* PROBLEM TO WORK ON *
Can you transcribe every entry word for word, skipping the images?

Point placement records:
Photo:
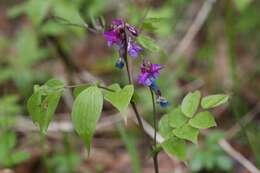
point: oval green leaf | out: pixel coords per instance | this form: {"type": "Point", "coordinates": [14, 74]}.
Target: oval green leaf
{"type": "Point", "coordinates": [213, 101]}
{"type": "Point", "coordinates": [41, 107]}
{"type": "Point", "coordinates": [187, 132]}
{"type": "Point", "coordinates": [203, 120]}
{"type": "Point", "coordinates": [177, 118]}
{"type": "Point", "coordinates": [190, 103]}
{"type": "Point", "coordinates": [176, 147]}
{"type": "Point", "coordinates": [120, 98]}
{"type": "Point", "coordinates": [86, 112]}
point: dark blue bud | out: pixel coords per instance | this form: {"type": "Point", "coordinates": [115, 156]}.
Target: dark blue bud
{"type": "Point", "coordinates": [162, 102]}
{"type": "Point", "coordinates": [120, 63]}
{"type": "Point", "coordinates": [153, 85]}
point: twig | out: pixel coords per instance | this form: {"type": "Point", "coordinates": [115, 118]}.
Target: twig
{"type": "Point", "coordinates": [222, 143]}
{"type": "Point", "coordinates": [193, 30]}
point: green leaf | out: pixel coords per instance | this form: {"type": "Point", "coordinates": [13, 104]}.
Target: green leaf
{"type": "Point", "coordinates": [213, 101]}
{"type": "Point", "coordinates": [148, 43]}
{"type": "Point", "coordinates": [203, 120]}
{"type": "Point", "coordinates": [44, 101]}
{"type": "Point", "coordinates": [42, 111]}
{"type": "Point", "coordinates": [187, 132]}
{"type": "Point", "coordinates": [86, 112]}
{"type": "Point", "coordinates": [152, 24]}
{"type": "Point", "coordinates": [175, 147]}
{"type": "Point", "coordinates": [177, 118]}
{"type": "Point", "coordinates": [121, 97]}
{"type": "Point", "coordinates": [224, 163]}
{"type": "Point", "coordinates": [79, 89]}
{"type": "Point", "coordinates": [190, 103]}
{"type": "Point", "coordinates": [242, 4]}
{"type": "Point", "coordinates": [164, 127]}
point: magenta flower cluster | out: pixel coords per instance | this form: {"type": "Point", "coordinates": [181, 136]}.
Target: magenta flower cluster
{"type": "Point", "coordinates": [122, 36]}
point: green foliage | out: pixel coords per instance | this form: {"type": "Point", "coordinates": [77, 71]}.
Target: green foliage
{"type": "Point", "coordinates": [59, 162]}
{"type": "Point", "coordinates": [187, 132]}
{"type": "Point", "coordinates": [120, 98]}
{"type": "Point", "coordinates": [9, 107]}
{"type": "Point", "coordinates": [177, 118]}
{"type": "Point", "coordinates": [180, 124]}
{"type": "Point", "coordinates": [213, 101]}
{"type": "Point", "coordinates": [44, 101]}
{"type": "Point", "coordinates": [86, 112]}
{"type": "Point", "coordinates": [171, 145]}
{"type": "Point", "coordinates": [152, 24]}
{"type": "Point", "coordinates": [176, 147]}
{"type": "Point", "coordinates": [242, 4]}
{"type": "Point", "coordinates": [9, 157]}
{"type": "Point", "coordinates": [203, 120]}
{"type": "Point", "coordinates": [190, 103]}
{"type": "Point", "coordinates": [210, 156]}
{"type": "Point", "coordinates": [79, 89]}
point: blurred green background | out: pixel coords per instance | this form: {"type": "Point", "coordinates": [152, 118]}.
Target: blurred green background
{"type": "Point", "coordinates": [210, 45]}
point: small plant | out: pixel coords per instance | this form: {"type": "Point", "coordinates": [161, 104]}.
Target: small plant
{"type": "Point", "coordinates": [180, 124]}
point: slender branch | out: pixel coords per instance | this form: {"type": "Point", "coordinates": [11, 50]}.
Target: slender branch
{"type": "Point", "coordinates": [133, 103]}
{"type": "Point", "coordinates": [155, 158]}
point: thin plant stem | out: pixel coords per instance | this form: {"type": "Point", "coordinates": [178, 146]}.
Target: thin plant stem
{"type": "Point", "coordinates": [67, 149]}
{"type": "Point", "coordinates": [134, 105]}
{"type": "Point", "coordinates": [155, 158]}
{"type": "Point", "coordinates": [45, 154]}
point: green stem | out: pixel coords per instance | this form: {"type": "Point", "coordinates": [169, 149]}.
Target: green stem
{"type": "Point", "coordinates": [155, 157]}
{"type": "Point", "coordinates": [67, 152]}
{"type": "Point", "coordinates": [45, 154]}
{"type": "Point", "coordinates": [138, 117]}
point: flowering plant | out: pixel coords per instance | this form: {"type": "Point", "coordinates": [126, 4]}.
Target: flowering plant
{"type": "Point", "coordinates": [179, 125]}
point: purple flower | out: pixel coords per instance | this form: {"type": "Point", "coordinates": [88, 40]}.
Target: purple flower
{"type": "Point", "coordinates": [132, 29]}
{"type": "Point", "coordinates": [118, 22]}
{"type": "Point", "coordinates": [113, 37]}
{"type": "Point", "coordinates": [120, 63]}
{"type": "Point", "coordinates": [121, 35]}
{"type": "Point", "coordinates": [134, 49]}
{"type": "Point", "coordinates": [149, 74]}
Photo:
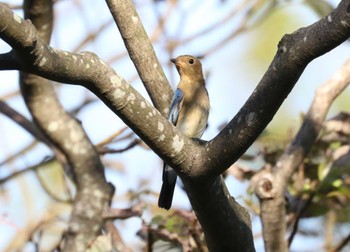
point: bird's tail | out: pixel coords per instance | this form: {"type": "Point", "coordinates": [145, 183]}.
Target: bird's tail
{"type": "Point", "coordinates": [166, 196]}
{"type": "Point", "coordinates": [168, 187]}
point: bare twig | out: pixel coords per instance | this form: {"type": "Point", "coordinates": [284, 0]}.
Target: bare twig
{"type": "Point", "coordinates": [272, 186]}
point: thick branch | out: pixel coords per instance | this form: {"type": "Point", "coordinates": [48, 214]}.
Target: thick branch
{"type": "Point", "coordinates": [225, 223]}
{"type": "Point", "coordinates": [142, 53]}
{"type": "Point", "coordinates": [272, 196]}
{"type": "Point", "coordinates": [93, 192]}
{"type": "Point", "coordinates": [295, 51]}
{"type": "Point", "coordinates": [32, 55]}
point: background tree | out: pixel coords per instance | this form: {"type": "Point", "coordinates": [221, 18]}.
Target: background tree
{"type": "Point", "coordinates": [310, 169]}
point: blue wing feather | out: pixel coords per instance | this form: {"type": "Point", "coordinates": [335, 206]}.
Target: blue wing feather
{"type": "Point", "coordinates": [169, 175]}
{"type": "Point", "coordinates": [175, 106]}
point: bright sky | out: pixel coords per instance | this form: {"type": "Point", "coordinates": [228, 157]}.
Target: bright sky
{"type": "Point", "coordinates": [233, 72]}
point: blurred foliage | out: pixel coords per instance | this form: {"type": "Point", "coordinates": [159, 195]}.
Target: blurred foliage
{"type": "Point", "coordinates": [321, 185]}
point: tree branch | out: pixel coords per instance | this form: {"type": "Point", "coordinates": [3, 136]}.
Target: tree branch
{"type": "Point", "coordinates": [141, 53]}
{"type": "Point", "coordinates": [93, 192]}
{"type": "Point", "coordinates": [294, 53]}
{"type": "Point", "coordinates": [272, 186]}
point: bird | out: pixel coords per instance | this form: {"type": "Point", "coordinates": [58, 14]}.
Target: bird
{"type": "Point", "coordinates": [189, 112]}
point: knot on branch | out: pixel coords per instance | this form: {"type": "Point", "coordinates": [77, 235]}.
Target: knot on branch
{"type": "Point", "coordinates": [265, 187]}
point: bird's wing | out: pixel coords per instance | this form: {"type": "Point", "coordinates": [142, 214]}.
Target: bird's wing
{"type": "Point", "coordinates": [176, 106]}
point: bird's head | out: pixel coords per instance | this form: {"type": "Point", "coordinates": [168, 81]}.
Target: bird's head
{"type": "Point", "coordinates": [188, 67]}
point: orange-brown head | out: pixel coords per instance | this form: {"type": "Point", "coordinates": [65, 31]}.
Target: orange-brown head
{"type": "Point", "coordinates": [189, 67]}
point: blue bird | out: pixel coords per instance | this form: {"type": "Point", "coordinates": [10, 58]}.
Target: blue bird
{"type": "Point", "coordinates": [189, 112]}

* ANSWER BELOW *
Photo:
point: oval green leaf | out: pixel coords per instance | this form: {"type": "Point", "coordinates": [14, 74]}.
Target: oval green leaf
{"type": "Point", "coordinates": [213, 101]}
{"type": "Point", "coordinates": [41, 107]}
{"type": "Point", "coordinates": [187, 132]}
{"type": "Point", "coordinates": [203, 120]}
{"type": "Point", "coordinates": [177, 118]}
{"type": "Point", "coordinates": [190, 103]}
{"type": "Point", "coordinates": [176, 147]}
{"type": "Point", "coordinates": [120, 98]}
{"type": "Point", "coordinates": [86, 112]}
point: dark blue bud | out: pixel coords per instance | this form: {"type": "Point", "coordinates": [115, 156]}.
Target: dark blue bud
{"type": "Point", "coordinates": [162, 102]}
{"type": "Point", "coordinates": [120, 63]}
{"type": "Point", "coordinates": [153, 85]}
point: twig | out: pixel coords per instance | this form: {"type": "Point", "coordinates": [115, 118]}.
Target: twig
{"type": "Point", "coordinates": [222, 143]}
{"type": "Point", "coordinates": [193, 30]}
point: green leaf | out: pixel coords per instance | this form: {"type": "Point", "coordinates": [13, 104]}.
Target: green leaf
{"type": "Point", "coordinates": [213, 101]}
{"type": "Point", "coordinates": [148, 43]}
{"type": "Point", "coordinates": [203, 120]}
{"type": "Point", "coordinates": [44, 101]}
{"type": "Point", "coordinates": [42, 111]}
{"type": "Point", "coordinates": [187, 132]}
{"type": "Point", "coordinates": [86, 112]}
{"type": "Point", "coordinates": [152, 24]}
{"type": "Point", "coordinates": [175, 147]}
{"type": "Point", "coordinates": [177, 118]}
{"type": "Point", "coordinates": [121, 97]}
{"type": "Point", "coordinates": [224, 163]}
{"type": "Point", "coordinates": [79, 89]}
{"type": "Point", "coordinates": [190, 103]}
{"type": "Point", "coordinates": [242, 4]}
{"type": "Point", "coordinates": [164, 127]}
point: magenta flower cluster | out: pixel coords per instance | this form: {"type": "Point", "coordinates": [181, 136]}.
Target: magenta flower cluster
{"type": "Point", "coordinates": [122, 36]}
point: green foliage | out: pixel coords per instance | this form: {"type": "Point", "coordinates": [77, 71]}.
Target: green foliage
{"type": "Point", "coordinates": [59, 162]}
{"type": "Point", "coordinates": [187, 132]}
{"type": "Point", "coordinates": [120, 98]}
{"type": "Point", "coordinates": [9, 107]}
{"type": "Point", "coordinates": [177, 118]}
{"type": "Point", "coordinates": [180, 124]}
{"type": "Point", "coordinates": [213, 101]}
{"type": "Point", "coordinates": [44, 101]}
{"type": "Point", "coordinates": [86, 112]}
{"type": "Point", "coordinates": [171, 145]}
{"type": "Point", "coordinates": [152, 24]}
{"type": "Point", "coordinates": [176, 147]}
{"type": "Point", "coordinates": [242, 4]}
{"type": "Point", "coordinates": [9, 157]}
{"type": "Point", "coordinates": [203, 120]}
{"type": "Point", "coordinates": [190, 103]}
{"type": "Point", "coordinates": [210, 156]}
{"type": "Point", "coordinates": [79, 89]}
point: blurred green background | out: pixel coords per instance | this form: {"type": "Point", "coordinates": [152, 118]}.
Target: blurred green background
{"type": "Point", "coordinates": [210, 45]}
point: small plant | out: pixel coords per instance | this form: {"type": "Point", "coordinates": [161, 104]}.
Target: small plant
{"type": "Point", "coordinates": [180, 124]}
point: slender branch | out: pixel coords per instance | this form: {"type": "Point", "coordinates": [11, 50]}.
Target: slender branch
{"type": "Point", "coordinates": [133, 103]}
{"type": "Point", "coordinates": [155, 158]}
point: thin plant stem | out: pixel coords per instance | this form: {"type": "Point", "coordinates": [178, 146]}.
Target: thin plant stem
{"type": "Point", "coordinates": [67, 149]}
{"type": "Point", "coordinates": [134, 105]}
{"type": "Point", "coordinates": [155, 158]}
{"type": "Point", "coordinates": [45, 154]}
point: green stem | out: pixel coords per instance | this form: {"type": "Point", "coordinates": [169, 149]}.
Target: green stem
{"type": "Point", "coordinates": [155, 157]}
{"type": "Point", "coordinates": [67, 152]}
{"type": "Point", "coordinates": [45, 154]}
{"type": "Point", "coordinates": [138, 117]}
point: flowering plant | out: pixel coords per instance | this form: {"type": "Point", "coordinates": [126, 4]}.
Target: flowering plant
{"type": "Point", "coordinates": [179, 125]}
point: purple flower | out: pixel coords per instance | this form: {"type": "Point", "coordinates": [88, 40]}.
Target: purple flower
{"type": "Point", "coordinates": [132, 29]}
{"type": "Point", "coordinates": [118, 22]}
{"type": "Point", "coordinates": [113, 37]}
{"type": "Point", "coordinates": [120, 63]}
{"type": "Point", "coordinates": [121, 35]}
{"type": "Point", "coordinates": [134, 49]}
{"type": "Point", "coordinates": [149, 74]}
Photo:
point: bird's tail | out: pixel coords per instance | this form: {"type": "Point", "coordinates": [145, 183]}.
Target: bird's tail
{"type": "Point", "coordinates": [166, 196]}
{"type": "Point", "coordinates": [168, 187]}
point: bare twig | out: pixel coords per instance | this form: {"type": "Point", "coordinates": [284, 0]}.
Target: bare twig
{"type": "Point", "coordinates": [272, 186]}
point: thick branch | out: pixel coords per instance | this form: {"type": "Point", "coordinates": [48, 214]}.
Target: thick branch
{"type": "Point", "coordinates": [225, 223]}
{"type": "Point", "coordinates": [142, 53]}
{"type": "Point", "coordinates": [272, 196]}
{"type": "Point", "coordinates": [93, 192]}
{"type": "Point", "coordinates": [295, 51]}
{"type": "Point", "coordinates": [32, 55]}
point: background tree | out: pixel coords per instance | this form: {"type": "Point", "coordinates": [221, 18]}.
Target: background tree
{"type": "Point", "coordinates": [310, 169]}
point: blue wing feather | out: pixel coords per instance | this form: {"type": "Point", "coordinates": [335, 206]}.
Target: blue wing feather
{"type": "Point", "coordinates": [169, 175]}
{"type": "Point", "coordinates": [175, 106]}
point: bright sky | out: pixel coords per instance | this form: {"type": "Point", "coordinates": [228, 157]}.
Target: bright sky
{"type": "Point", "coordinates": [233, 72]}
point: blurred foliage | out: pixel coords per instance | this form: {"type": "Point", "coordinates": [159, 195]}.
Target: blurred foliage
{"type": "Point", "coordinates": [321, 185]}
point: tree branch | out: pixel coords per instance | this form: {"type": "Point", "coordinates": [3, 136]}.
Target: tree branch
{"type": "Point", "coordinates": [141, 53]}
{"type": "Point", "coordinates": [93, 192]}
{"type": "Point", "coordinates": [294, 53]}
{"type": "Point", "coordinates": [272, 186]}
point: bird | out: pixel coords per instance | this form: {"type": "Point", "coordinates": [58, 14]}.
Target: bird
{"type": "Point", "coordinates": [189, 112]}
point: knot on branch | out: pixel coords per instance | this form: {"type": "Point", "coordinates": [77, 235]}.
Target: knot on branch
{"type": "Point", "coordinates": [265, 187]}
point: bird's wing | out: pixel coords per instance | this form: {"type": "Point", "coordinates": [142, 214]}.
Target: bird's wing
{"type": "Point", "coordinates": [176, 106]}
point: bird's head | out: pixel coords per instance | this form: {"type": "Point", "coordinates": [168, 81]}.
Target: bird's head
{"type": "Point", "coordinates": [188, 67]}
point: orange-brown head | out: pixel coords per instance | this form: {"type": "Point", "coordinates": [65, 31]}.
Target: orange-brown head
{"type": "Point", "coordinates": [189, 67]}
point: blue bird | out: pixel coords per instance | this form: {"type": "Point", "coordinates": [10, 58]}.
Target: blue bird
{"type": "Point", "coordinates": [189, 112]}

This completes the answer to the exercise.